Reproduce the book review starting with "The basic premise" and going on through "does it matter?", swapping "housekeeper" for "maid".

→ **Text section**
----------------
Sunday, August 10, 2014

Inspector Hobbes and the Blood



INSPECTOR HOBBES AND THE BLOOD
Wilkie Martin
2013 Witcherly Book Company

reviewed by Carol

Recommended for fans of pulp, puns, supernatural detectives
★    ★    ★    1/2 


Don’t you have those days when your brain just needs a break? I’ve been swamped this summer by the seriously un-fun Understanding Pathophysiology. After reading four or five chapters a week, there’s times when my brain craves a bit of shut-off, but my body isn’t ready to sleep.  That’s what television is for, right? And sports? But honestly, I’d rather read about silly people and needless danger than watch it, and that’s where Martin’s Unhuman series with Inspector Hobbes fits in. Well, Inspector Hobbes isn’t senseless so much as Andy Caplet is, the diffident reporter assigned to follow Hobbes. Think Sherlock Holmes with slightly more bestial tendencies and Lou Costello as Watson. Think modern English town with supernatural beings just trying to live their lives without harassment, whether its chomping on old bones or standing in a field thinking trollish thoughts. Think–dare I say it–puns

Andy Caplet is a struggling reporter unexpectedly assigned to follow Inspector Hobbes, one of the fearsome successes of the local police force. The assignment is surprising as Andy’s most notable story to date was his unsuccessful attempt to do a piece on a show-winning hamster, resulting in nasty bite and an unflattering bit of press. Hobbes is focused an unlikely series of events relating to Mr. Roman, whose house was burgled, a violin stolen, and Mr. Roman subsequently found dead, apparently a suicide. When Andy follows Hobbes to the cemetery where Mr. Roman was found, he discovers a newly-opened grave and is almost victim to a ghoulish cover-up. It is the beginning of Andy’s introduction to the unhumans around him, and he decides to stick with Hobbes in hopes of an award-winning story. Perhaps even a book! 

The basic premise of Inspector Hobbes is done well. The unfortunate Andy contrasts nicely to the enigmatic, powerful and intelligent Hobbes. Plotting moves quickly from event to event, establishing interesting characters along the way. Particularly entertaining was Mrs. Goodfellow, Hobbes’ live-in cook, housekeeper and friend, with her dental obsession and her tendency to tread quietly. I appreciated the the way Martin hints to the reader and Andy that something about certain characters may not be quite human, a much more enjoyable type of character development than the long-winded info-dump. Hobbes, of course, is the biggest mystery of all–what is he, exactly? And does it matter?
----------------
→ **Record extracts**
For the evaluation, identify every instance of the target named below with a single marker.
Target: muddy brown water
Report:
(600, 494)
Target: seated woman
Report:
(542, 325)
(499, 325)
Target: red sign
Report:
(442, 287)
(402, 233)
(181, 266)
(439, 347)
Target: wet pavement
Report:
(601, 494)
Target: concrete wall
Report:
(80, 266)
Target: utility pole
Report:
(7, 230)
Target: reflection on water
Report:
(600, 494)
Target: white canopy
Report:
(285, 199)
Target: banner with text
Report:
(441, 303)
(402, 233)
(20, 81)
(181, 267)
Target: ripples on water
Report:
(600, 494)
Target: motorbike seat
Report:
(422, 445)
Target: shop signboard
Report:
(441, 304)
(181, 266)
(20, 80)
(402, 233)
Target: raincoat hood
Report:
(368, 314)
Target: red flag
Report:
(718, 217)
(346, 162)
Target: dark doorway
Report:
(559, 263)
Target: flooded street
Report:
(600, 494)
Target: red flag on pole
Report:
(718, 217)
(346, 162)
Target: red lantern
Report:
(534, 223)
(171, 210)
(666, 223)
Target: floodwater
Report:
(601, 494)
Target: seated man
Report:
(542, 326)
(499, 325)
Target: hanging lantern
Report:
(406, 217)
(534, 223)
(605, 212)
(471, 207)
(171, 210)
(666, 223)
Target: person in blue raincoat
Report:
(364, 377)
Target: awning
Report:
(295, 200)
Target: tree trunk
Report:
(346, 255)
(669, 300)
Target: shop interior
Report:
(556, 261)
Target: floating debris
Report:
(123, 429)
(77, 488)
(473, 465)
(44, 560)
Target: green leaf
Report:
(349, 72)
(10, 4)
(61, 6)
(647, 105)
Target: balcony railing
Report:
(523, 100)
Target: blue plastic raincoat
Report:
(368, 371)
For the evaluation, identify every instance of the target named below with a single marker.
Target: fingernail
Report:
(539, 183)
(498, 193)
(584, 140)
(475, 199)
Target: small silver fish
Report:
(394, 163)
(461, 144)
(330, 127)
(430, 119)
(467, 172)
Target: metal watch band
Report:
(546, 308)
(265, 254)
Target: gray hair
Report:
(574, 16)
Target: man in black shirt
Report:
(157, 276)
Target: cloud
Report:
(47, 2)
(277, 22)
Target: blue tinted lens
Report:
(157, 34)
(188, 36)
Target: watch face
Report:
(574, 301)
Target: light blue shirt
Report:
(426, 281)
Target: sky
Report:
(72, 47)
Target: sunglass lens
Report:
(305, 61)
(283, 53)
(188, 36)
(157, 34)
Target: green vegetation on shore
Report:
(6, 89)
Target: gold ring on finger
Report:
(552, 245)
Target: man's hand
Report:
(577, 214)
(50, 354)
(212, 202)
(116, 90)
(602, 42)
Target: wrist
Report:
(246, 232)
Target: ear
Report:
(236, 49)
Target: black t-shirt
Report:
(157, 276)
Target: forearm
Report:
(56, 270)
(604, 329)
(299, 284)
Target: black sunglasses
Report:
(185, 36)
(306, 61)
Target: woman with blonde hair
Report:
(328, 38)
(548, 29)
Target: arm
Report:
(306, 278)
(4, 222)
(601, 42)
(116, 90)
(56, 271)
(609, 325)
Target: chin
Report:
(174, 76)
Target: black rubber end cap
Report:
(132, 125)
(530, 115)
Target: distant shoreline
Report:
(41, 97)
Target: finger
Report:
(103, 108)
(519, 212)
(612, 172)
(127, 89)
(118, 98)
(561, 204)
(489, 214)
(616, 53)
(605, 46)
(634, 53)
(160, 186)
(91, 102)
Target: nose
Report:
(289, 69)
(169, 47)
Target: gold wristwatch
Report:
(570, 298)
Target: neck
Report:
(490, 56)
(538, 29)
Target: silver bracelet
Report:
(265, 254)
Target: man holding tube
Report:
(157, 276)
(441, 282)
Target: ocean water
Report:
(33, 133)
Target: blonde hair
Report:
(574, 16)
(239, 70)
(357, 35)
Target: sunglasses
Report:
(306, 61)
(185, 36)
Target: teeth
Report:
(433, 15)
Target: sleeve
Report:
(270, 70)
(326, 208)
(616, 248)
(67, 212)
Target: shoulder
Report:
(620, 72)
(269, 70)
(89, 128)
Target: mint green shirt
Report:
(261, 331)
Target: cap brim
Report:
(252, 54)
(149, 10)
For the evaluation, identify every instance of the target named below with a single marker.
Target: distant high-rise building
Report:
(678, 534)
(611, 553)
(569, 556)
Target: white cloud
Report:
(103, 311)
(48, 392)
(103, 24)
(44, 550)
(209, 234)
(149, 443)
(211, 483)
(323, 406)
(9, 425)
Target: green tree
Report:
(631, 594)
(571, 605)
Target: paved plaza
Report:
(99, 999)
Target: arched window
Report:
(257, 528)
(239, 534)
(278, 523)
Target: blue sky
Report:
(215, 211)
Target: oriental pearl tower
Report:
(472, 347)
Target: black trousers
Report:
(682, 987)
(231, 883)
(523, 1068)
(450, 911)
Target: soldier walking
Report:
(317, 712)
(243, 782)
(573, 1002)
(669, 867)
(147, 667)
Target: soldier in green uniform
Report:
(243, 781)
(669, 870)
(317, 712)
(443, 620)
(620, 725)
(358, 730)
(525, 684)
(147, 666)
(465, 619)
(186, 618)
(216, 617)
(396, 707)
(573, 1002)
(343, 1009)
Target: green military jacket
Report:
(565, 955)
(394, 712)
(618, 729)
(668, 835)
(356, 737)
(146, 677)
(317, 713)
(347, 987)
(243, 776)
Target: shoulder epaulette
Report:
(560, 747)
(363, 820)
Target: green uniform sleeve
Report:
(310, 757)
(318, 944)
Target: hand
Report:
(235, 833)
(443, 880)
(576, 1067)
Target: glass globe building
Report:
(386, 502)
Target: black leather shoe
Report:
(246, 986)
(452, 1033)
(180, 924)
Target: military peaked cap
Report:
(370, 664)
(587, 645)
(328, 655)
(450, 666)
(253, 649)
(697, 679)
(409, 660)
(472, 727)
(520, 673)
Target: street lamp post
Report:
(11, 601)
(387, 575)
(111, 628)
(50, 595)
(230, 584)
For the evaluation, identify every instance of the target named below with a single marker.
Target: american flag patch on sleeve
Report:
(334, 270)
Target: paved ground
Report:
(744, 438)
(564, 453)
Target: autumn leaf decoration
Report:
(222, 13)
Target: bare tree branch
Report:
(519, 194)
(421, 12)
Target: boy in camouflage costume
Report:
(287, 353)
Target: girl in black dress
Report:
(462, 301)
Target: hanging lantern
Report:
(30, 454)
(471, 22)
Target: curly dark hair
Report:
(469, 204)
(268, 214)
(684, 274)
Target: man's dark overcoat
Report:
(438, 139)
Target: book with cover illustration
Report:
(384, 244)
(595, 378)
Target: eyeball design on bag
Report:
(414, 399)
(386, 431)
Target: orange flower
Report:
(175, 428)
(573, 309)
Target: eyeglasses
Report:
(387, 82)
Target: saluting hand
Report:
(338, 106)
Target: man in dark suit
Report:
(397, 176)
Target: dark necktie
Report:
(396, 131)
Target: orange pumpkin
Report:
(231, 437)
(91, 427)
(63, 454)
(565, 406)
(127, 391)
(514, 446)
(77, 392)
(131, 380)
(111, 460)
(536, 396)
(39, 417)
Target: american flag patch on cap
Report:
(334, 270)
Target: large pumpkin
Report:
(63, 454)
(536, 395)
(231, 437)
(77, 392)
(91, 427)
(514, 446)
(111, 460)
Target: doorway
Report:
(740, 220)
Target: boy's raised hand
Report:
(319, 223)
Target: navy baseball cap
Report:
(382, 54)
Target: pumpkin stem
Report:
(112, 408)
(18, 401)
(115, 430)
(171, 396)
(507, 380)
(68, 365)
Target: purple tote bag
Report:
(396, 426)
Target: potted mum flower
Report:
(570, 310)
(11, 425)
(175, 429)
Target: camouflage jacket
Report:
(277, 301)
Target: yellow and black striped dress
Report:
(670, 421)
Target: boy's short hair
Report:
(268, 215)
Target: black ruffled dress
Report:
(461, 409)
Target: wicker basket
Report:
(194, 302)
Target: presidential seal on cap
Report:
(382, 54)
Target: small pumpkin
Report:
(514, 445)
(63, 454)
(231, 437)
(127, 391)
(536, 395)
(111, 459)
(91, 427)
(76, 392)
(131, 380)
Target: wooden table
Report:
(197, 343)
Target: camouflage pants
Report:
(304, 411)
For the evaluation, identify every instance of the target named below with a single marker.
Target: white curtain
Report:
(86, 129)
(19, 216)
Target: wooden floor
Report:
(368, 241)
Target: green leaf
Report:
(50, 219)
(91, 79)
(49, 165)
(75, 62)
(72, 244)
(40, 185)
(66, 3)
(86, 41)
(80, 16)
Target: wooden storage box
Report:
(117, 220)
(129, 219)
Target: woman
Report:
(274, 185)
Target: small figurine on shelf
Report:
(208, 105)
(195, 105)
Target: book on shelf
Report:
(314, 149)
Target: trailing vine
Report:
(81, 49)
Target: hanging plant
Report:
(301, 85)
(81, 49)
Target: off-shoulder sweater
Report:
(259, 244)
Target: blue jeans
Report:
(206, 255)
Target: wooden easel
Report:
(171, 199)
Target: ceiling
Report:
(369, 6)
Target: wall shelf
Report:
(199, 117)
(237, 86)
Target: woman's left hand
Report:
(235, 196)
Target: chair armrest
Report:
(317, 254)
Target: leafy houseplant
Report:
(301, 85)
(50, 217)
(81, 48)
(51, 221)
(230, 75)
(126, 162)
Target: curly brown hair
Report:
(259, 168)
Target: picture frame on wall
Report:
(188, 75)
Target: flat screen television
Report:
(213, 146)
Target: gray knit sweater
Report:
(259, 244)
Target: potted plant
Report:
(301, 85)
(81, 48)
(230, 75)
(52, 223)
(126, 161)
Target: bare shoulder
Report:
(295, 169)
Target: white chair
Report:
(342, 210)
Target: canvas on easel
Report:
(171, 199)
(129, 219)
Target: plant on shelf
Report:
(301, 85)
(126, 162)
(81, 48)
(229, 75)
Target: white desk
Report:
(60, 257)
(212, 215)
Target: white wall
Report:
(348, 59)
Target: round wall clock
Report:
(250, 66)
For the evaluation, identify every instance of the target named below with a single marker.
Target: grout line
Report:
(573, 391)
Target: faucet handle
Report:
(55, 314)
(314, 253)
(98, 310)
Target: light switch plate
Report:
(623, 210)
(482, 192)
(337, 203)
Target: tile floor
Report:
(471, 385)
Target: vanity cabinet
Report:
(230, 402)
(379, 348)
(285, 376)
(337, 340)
----------------
→ **Solution**
The basic premise of Inspector Hobbes is done well. The unfortunate Andy contrasts nicely to the enigmatic, powerful and intelligent Hobbes. Plotting moves quickly from event to event, establishing interesting characters along the way. Particularly entertaining was Mrs. Goodfellow, Hobbes’ live-in cook, maid and friend, with her dental obsession and her tendency to tread quietly. I appreciated the the way Martin hints to the reader and Andy that something about certain characters may not be quite human, a much more enjoyable type of character development than the long-winded info-dump. Hobbes, of course, is the biggest mystery of all–what is he, exactly? And does it matter?